### AUFGABEN
a. Schreib aus der Forendiskussion über Online-Rollenspiele alles von „Mal davon abgesehen, dass“ bis hinunter zu „und nimmer lohnen.“ noch einmal ab und ersetze dabei „MMORPG“ durch „Online-Rollenspiel“.
b. Setze die Forendiskussion über Online-Rollenspiele an der Stelle fort, an der sie aufhört.

### SEITE
*-*-*

Mal davon abgesehen, dass für mich die Story das einzig reizvolle an Rollenspielen ist, will ich einfach nicht soviel Zeit in ein Spiel investieren. Ich spiele eher nach Lust und Laune, weshalb es meist vorkommt, dass ich ein Spiel nur alle paar Monate mal für ein paar Stunden spiele und mich stattdessen anderen Spielen witme. Da würde sich ein MMORPG nie und nimmer lohnen.


----------



## o00o (27. November 2004)

*AW: In welches Online-Rollenspiel werden Sie sich stürzen?*

ich würde es nicht vom titel des spieles abhängig machen sondern mehr von den mitspielern die ich beim probemonat (der sollte schon drin sein  )

*-*-*

### ROHDATEN
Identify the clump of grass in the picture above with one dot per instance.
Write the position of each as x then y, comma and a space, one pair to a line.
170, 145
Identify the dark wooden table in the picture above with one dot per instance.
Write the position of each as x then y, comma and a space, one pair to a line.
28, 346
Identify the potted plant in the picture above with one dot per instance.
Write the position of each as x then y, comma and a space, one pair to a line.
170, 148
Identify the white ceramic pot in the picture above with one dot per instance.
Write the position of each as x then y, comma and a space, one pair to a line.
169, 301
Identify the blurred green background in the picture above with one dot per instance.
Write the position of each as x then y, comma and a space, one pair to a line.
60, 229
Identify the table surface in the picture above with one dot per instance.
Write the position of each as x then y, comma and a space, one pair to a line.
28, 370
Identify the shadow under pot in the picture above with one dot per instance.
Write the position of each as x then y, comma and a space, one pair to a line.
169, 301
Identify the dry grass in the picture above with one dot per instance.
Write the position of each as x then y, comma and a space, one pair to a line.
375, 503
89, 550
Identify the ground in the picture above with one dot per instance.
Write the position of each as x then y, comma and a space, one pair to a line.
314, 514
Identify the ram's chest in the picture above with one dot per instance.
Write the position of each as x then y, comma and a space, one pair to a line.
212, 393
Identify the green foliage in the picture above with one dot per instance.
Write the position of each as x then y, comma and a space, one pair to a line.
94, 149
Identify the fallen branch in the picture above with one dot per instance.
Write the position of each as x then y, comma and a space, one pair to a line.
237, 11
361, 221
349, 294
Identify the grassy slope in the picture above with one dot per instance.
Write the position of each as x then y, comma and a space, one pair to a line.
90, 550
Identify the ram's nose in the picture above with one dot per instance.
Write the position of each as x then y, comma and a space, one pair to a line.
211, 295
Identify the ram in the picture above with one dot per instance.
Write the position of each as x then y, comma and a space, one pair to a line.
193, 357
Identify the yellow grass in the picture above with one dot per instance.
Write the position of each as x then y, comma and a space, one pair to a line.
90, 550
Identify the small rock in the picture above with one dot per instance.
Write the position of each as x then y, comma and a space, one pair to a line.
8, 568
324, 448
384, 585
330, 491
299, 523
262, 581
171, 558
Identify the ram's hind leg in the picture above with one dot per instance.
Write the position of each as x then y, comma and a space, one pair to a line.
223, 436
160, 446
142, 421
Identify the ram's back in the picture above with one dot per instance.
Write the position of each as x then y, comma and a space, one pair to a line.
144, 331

*-*-*

### ERGEBNISSE JE AUFGABE
a.
Mal davon abgesehen, dass für mich die Story das einzig reizvolle an Rollenspielen ist, will ich einfach nicht soviel Zeit in ein Spiel investieren. Ich spiele eher nach Lust und Laune, weshalb es meist vorkommt, dass ich ein Spiel nur alle paar Monate mal für ein paar Stunden spiele und mich stattdessen anderen Spielen witme. Da würde sich ein Online-Rollenspiel nie und nimmer lohnen.

b.
antreffe
ich glaube die mitspieler, wie die im grunde so drauf sind, wäre für mich wichtiger als in welchem spiel ich genau nun rumlaufen würde


----------



## Shadow_Man (28. November 2004)

*AW: In welches Online-Rollenspiel werden Sie sich stürzen?*



			
				Nali_WarCow am 25.11.2004 17:34 schrieb:
			
		

> [X] Keins
> Ich will nicht pauschal für etwas bezahlen unabhängig davon ob ich es nutz oder nicht Und außerdem habe ich Rollenspiele meist leiber als SP Part, wo man etwas mehr machen kann als Monster metzeln und Chatten. Ich will ne schöne Story erleben. Sicherlich ein D2 macht Spaß, aber das könnte ich nicht jeden Tag für X Stunden Spielen und dann auch noch über Monate hinweg.



Dito!
Deswegen wird für mich nie ein Online-Rollenspiel in Frage kommen. Ich wünsch mir lieber mehr gute SP Rollenspiele   

Mfg Shadow_Man


----------



## t-r-w (29. November 2004)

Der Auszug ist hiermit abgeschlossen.